* EXERCISES TO COMPLETE:
A – Answer these questions from the virtio disk diff:
(i) How many insertions does it report?
(ii) What name is given to the static struct it declares?
(iii) According to the added comment, how many contiguous pages must pages[] consist of?
B – For each statement, say whether it agrees with the virtio disk diff:
(i) The diff changes more than one file.
(ii) pages[] is obtained through calls to kalloc().
(iii) The removed comment describes the memory as being for queue 0.
C – In the virtio disk diff, repeat the part from "1 files changed, 56" up to and including "pages, which kalloc()".

* PAGE EXTRACT:
— Start —
1 files changed, 56 insertions, 30 deletions

diff --git a/kernel/virtio_disk.c b/kernel/virtio_disk.c
index 1dbd6ed..070490a 100644
--- a/kernel/virtio_disk.c
+++ b/kernel/virtio_disk.c
@@ -21,14 +21,37 @@
 #define R(r) ((volatile uint32 *)(VIRTIO0 + (r)))
 
 static struct disk {
- // memory for virtio descriptors &c for queue 0.
- // this is a global instead of allocated because it must
- // be multiple contiguous pages, which kalloc()
- // doesn't support, and page aligned.
+  // the virtio driver and device mostly communicate through a set of
+  // structures in RAM. pages[] allocates that memory. pages[] is a
+  // global (instead of calls to kalloc()) because it must consist of
+  // two contiguous pages of page-aligned physical memory.
— End —
* INFORMATION PROVIDED:
— Start —
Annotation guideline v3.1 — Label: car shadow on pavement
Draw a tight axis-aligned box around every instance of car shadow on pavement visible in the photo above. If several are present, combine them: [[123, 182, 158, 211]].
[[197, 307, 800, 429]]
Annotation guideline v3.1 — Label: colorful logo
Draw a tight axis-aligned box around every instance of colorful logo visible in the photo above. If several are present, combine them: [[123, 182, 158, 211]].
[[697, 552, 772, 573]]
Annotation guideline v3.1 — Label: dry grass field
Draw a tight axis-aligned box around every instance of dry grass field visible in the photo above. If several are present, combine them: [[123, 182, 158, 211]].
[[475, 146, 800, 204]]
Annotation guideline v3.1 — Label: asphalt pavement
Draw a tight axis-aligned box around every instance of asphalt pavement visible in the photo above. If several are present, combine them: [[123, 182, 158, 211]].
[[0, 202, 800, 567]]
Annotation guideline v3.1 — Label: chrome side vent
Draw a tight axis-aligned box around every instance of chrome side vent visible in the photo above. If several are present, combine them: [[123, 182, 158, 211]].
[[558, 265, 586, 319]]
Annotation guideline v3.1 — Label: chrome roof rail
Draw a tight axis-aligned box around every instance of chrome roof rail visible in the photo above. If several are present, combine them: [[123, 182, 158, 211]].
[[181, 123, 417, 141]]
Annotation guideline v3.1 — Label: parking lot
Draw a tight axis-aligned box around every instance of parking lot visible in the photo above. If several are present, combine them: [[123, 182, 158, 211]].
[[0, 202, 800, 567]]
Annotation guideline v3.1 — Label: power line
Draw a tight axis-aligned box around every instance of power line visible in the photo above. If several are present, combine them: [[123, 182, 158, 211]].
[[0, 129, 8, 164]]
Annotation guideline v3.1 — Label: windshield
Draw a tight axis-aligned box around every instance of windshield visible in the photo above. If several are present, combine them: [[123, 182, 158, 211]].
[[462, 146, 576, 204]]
— End —
* SOLUTIONS BELOW:
A –
(i) 56
(ii) disk
(iii) Two

B –
(i) No: "1 files changed"
(ii) No: "global (instead of calls to kalloc())"
(iii) Yes: "memory for virtio descriptors &c for queue 0."

C –
1 files changed, 56 insertions, 30 deletions

diff --git a/kernel/virtio_disk.c b/kernel/virtio_disk.c
index 1dbd6ed..070490a 100644
--- a/kernel/virtio_disk.c
+++ b/kernel/virtio_disk.c
@@ -21,14 +21,37 @@
 #define R(r) ((volatile uint32 *)(VIRTIO0 + (r)))
 
 static struct disk {
- // memory for virtio descriptors &c for queue 0.
- // this is a global instead of allocated because it must
- // be multiple contiguous pages, which kalloc()